TASK REQUIREMENTS
Reproduce every line of the listing below, including the requests, but scale each x and y point coordinate in the answers by 0.5 and round it to a whole number, with halves rounding up. Omit the pictures from your output.

Records in a dataset
----
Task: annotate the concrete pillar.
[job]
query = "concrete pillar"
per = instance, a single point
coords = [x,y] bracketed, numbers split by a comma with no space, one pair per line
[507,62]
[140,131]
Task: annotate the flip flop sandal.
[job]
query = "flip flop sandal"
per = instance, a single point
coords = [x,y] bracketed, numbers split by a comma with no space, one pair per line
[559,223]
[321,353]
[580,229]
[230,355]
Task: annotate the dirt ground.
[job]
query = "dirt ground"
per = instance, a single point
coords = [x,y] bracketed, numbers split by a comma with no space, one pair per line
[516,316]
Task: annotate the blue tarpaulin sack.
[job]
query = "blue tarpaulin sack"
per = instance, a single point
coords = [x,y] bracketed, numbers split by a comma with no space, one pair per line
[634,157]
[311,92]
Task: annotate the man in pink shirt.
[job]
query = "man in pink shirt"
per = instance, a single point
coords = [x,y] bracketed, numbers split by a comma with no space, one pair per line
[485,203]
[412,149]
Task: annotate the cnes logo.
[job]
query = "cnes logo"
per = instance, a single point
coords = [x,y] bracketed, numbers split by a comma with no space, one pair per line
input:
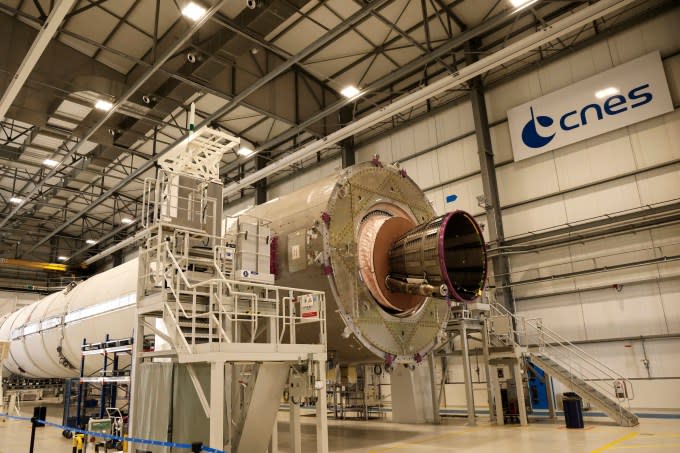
[539,130]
----
TASK RESULT
Task: annotate the concrete pillar.
[job]
query = "concrete pillar"
per = instance, a single point
coords = [x,y] bracketed, numbers split by a comma with no space, one pair per line
[254,31]
[70,66]
Task: annotate the flip flop sandal.
[job]
query = "flip flop sandal"
per = instance, a single point
coords = [x,y] bracketed, numbers split by a comma with no space, one pair per line
[280,112]
[161,177]
[290,115]
[115,178]
Task: annotate the dirt ground.
[job]
query = "dirt ground"
per = instance, a single point
coords = [x,y] bracketed, numbers split by a comma with no space, one pair per line
[258,158]
Task: annotate the blue tarpaulin sack.
[job]
query = "blue tarpaulin sack"
per = instance, a single point
coords = [x,y] bracketed, numbers split by a comma with no space, one pair per line
[317,79]
[156,46]
Task: annotate the man in pink shirt.
[job]
query = "man in pink shirt"
per = instance, a single point
coords = [x,y] bracketed, numbers split by a comma with no space, one pair per line
[243,102]
[206,75]
Task: annotate the cnes logo.
[job]
query = "cnes logo"
per = instance, a single point
coords = [x,y] bracketed, numbers split by a comma with no space, one pair per line
input:
[270,65]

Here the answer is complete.